⟨

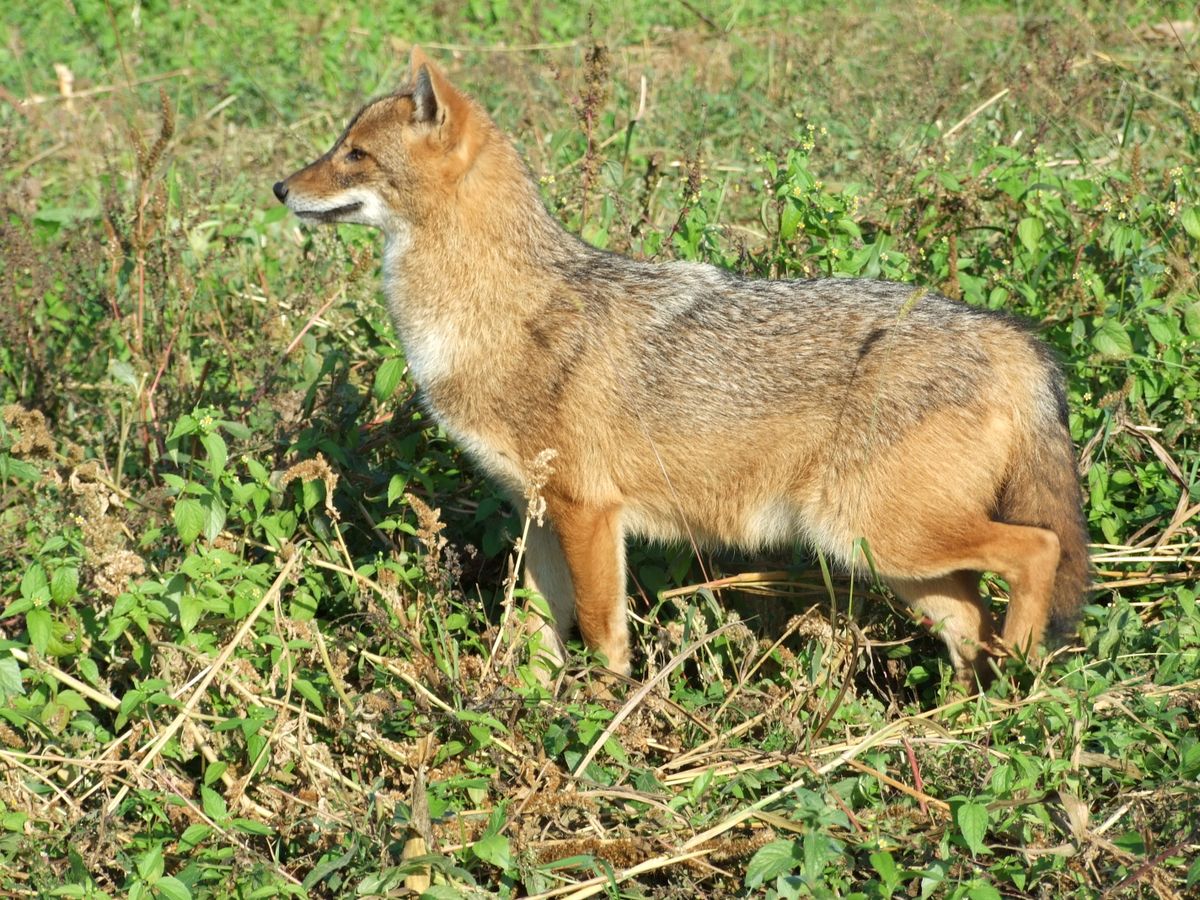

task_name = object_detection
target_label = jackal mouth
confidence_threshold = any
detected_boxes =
[297,201,363,223]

⟩

▸ **Exercise directions**:
Your answer must be the records above, word for word, with every picture left out.

▸ **Solution**:
task_name = object_detection
target_label = jackal mouth
confidence_threshold = any
detected_boxes =
[297,201,363,223]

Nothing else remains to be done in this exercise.